* ABOUT THIS TASK *
Every line from the one with "I'd really appreciate it if you could find the paver" through the end of the records below should be restated word for word, and nothing outside that span.

───

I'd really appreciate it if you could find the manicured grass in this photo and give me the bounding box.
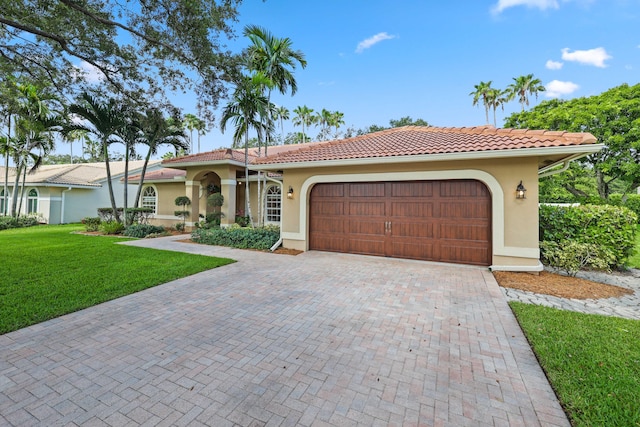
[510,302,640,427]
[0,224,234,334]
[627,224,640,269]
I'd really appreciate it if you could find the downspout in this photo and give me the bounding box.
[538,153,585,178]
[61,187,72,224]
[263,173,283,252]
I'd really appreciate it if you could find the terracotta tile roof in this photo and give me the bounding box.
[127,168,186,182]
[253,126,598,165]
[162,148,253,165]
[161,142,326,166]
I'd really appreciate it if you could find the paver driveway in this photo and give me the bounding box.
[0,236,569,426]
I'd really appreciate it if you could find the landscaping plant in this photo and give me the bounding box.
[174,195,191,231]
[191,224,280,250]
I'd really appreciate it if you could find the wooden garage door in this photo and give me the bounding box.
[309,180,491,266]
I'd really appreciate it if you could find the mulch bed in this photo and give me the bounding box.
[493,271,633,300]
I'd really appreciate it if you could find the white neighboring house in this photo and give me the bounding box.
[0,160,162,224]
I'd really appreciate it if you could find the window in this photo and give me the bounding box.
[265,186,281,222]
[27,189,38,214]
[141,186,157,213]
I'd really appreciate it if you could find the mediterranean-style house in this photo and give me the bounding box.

───

* SOLUTION *
I'd really appreciate it if you could find the paver driveway in this photo and give me the bounding box.
[0,236,569,426]
I'd really appreciate it if you could find the landscaping plant in this photo and give me the bounding box.
[174,195,191,231]
[191,224,280,250]
I'd really appreciate it if you could find the wooden garage door in this photo and give me the bounding box.
[309,180,491,266]
I'd really appreciate it if you could find the mulch bed in this photo and give me the bounding box.
[493,271,633,300]
I'd really appreciate it if you could find the white neighboring house in this photo and give me the bounding box.
[0,160,162,224]
I'd really appreciate it if you could find the window in this photo and give me the bounding box.
[265,186,281,222]
[27,189,38,214]
[141,186,157,213]
I'd really appreciate it if you could find the mediterranean-style house in this photo and give me the bounding box.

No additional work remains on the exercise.